§ Task directions: Which lines run from the line with "light pole, placing a dot on each." through the line with "post, placing a dot on each." in the entries below? Print them exactly, both ends included, and nothing more.
Segment Start: Data to examine
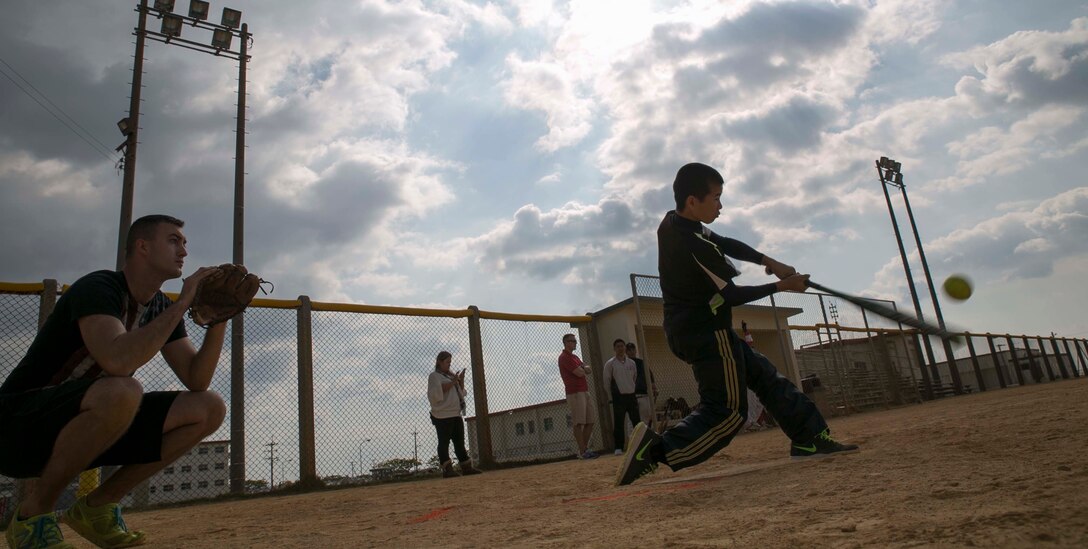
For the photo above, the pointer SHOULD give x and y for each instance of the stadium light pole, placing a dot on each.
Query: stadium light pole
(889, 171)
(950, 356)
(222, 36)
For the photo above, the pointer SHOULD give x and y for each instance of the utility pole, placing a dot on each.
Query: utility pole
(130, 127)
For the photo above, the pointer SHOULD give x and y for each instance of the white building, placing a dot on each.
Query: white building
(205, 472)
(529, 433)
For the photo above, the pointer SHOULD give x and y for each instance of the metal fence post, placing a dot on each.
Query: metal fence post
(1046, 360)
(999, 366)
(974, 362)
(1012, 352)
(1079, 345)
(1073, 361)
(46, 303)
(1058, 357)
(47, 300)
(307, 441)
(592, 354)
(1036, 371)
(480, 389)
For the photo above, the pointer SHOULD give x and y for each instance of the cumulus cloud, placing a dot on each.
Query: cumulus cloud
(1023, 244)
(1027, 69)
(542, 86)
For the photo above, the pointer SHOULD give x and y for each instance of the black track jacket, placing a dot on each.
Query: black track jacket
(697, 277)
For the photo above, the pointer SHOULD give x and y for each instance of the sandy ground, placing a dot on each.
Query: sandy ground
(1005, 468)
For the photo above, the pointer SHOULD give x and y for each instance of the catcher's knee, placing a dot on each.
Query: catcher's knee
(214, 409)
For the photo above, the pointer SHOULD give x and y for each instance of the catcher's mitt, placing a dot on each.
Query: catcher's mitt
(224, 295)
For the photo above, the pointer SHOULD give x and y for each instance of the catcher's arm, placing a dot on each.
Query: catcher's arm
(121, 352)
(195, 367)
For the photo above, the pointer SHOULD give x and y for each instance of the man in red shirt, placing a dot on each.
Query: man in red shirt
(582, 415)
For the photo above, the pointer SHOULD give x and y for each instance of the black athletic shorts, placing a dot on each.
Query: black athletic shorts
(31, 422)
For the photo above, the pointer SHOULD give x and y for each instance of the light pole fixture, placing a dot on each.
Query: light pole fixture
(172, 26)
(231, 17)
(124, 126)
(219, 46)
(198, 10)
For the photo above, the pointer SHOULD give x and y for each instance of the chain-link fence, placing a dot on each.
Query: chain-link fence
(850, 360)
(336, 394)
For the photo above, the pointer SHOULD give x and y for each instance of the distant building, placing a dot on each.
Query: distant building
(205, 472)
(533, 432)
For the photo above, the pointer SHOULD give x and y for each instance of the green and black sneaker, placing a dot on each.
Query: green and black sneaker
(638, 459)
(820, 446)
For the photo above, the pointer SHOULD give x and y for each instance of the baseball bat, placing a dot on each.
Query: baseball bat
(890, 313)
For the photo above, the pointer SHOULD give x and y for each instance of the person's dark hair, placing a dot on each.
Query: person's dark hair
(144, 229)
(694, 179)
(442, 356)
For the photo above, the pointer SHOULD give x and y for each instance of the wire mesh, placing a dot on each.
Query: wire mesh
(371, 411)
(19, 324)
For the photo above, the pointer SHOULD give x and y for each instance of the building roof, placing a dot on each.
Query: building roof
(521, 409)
Segment End: Data to examine
Segment Start: Data to examine
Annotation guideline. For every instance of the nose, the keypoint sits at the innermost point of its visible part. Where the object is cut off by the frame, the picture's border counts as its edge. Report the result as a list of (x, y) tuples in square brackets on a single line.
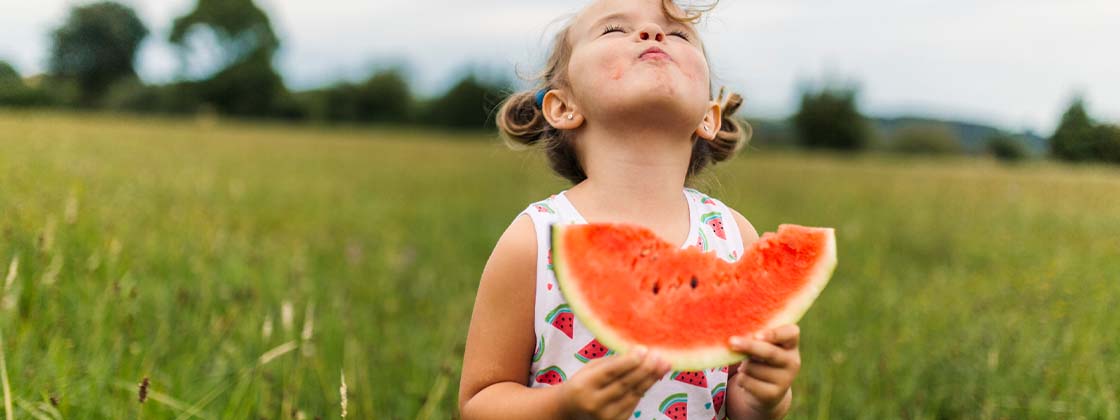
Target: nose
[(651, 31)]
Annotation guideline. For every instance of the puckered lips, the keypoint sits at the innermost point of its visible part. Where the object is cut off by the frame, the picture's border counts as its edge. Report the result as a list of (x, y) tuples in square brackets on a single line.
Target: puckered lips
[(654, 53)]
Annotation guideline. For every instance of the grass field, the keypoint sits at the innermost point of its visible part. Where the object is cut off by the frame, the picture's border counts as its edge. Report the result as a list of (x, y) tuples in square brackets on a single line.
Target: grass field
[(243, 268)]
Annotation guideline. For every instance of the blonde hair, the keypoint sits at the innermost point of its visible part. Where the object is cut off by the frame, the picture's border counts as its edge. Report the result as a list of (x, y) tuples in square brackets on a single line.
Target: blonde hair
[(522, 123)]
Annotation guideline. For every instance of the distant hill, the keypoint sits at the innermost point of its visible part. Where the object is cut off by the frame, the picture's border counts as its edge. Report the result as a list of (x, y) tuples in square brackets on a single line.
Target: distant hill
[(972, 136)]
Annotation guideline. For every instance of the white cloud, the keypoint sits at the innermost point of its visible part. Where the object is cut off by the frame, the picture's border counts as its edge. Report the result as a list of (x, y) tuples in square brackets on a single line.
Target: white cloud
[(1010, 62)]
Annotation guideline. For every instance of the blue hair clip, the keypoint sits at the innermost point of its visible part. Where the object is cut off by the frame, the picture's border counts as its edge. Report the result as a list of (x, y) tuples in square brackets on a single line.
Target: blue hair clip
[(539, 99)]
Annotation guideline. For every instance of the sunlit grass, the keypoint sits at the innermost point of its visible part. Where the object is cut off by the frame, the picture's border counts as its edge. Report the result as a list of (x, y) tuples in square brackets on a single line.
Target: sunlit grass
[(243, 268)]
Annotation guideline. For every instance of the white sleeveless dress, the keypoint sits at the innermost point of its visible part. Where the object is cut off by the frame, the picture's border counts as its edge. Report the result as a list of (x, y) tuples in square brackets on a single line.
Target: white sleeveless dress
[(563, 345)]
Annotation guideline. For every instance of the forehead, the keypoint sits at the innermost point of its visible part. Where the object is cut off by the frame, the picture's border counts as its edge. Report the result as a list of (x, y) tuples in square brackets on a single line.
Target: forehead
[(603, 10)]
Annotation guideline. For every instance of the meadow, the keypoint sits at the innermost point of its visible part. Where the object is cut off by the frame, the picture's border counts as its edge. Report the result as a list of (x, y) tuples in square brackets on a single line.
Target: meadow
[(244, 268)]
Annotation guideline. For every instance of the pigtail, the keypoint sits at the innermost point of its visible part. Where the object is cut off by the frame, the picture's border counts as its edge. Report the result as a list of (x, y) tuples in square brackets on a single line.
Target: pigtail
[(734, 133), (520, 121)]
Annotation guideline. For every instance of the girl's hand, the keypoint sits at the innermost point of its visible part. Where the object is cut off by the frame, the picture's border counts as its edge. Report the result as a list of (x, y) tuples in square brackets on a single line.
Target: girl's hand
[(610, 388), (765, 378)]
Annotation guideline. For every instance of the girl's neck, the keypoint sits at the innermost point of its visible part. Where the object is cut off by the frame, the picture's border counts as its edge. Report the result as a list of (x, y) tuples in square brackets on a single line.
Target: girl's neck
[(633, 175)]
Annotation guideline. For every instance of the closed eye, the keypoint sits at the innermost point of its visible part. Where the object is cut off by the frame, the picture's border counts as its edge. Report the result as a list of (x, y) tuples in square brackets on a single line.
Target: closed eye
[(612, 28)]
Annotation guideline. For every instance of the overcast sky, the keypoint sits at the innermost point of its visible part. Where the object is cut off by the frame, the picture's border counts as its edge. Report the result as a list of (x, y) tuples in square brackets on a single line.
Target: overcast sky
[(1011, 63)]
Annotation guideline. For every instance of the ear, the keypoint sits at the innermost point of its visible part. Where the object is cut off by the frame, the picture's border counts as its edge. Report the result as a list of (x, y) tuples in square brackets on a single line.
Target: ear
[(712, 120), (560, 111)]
Segment End: Data to examine
§ Answer to this task:
For the photo above, the pointer SHOULD give x and y for each instance of the stadium light pole, placing a dot on each.
Query: stadium light pole
(889, 171)
(950, 356)
(222, 36)
For the photo above, the pointer SHOULD give x and y for each instance of the utility pole, placing a dot on each.
Query: utility pole
(130, 127)
For the photo above, the pointer SHOULD give x and y for each instance of the white building, placing a dot on each.
Query: white building
(205, 472)
(529, 433)
For the photo above, the pointer SHOULD give x and y for each instance of the metal fence post, placing a dot on each.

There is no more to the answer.